**Tasks:**
1. How would you sum up the Enloe Medical Center article in two sentences?
2. In the Enloe Medical Center article, how many days did the state review team's investigation last?
3. Do these statements agree with the Enloe Medical Center article? For each, answer yes or no and quote the deciding words.
(a) The reinstated service workers will receive back pay.
(b) Yancer kept the review team's findings private.
(c) The hospital has already received the final written report.

-------- Page text

CEO: Hospital ‘must and will change’
It may be too early to tell whether things are changing for the better at beleaguered Enloe Medical Center, but they certainly are changing under new CEO Debi Yancer.
The latest in a series of recent developments occurred Tuesday (April 17), when the hospital announced that Yancer had decided to reinstate, with back pay, some 60 service workers laid off in March. Most are certified nurse assistants.
This followed a busy week in which Yancer went public with some negative findings by a state review team and had two significant meetings with physician groups.
According to a press release, the reinstatement action was taken in response to an anticipated lawsuit on the part of the service workers’ union. After a three-year battle for recognition, the Service Employees International Union last month won an appeals court decision validating its right to represent the workers.
“Hospital leadership indicates that they want to begin their relationship with SEIU without bogging it down with protracted litigation,” the press release reads. It adds that the hospital still intends to restructure operations in a manner designed “to bring the medical center workforce in line with industry standards” and to put future layoffs on the table when it begins bargaining “in good faith” with the union.
This followed news last week that a state Department of Health Services review team had found failures to meet standards in several key areas of the hospital, something that didn’t exactly bolster public confidence in Chico’s only hospital.
Just as telling, perhaps, was what Yancer did with the information. Instead of keeping it private, she set up interviews to brief local newspaper reporters on the review team’s findings. And she met with the entire medical staff and, later, hospital surgeons to discuss those findings.
The findings, she told the CN&R during an interview Monday (April 16), were delivered orally on Monday, April 9, following the review team’s six-day investigation. (The hospital will get a final written report sometime soon.)

----------------
-------- Data to examine

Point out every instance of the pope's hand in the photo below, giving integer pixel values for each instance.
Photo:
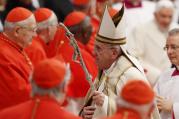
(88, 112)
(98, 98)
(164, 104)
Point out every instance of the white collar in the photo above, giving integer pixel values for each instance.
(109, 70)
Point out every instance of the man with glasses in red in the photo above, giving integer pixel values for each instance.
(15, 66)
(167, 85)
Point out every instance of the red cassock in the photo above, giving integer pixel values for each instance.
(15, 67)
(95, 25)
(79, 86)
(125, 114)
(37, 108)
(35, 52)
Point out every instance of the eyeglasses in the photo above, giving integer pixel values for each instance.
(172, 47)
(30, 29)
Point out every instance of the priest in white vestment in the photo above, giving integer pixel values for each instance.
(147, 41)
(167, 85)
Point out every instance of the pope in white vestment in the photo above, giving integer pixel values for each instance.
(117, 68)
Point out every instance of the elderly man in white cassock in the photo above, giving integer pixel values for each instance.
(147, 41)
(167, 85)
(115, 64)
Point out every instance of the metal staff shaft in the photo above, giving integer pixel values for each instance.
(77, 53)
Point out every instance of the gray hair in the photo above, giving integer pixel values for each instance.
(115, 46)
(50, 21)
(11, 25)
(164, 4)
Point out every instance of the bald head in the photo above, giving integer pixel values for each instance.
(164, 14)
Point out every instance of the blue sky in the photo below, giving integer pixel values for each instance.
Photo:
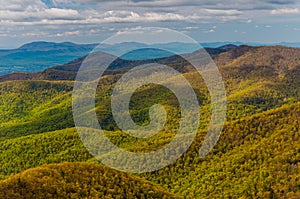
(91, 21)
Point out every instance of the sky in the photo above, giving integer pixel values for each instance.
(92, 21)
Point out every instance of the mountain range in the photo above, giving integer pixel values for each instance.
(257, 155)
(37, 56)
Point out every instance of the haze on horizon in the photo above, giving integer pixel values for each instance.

----------------

**Solutions to each task:**
1. Under new CEO Debi Yancer, Enloe Medical Center announced it would reinstate, with back pay, some 60 service workers laid off in March, an action its press release tied to an anticipated lawsuit by the service workers’ union. This came after a busy week in which Yancer made public a state review team’s findings that the hospital failed to meet standards in several key areas and met with physician groups to discuss them.

2. Six days.

3.
(a) Yes: "Yancer had decided to reinstate, with back pay, some 60 service workers laid off in March"
(b) No: "Instead of keeping it private, she set up interviews to brief local newspaper reporters on the review team’s findings."
(c) No: "The hospital will get a final written report sometime soon."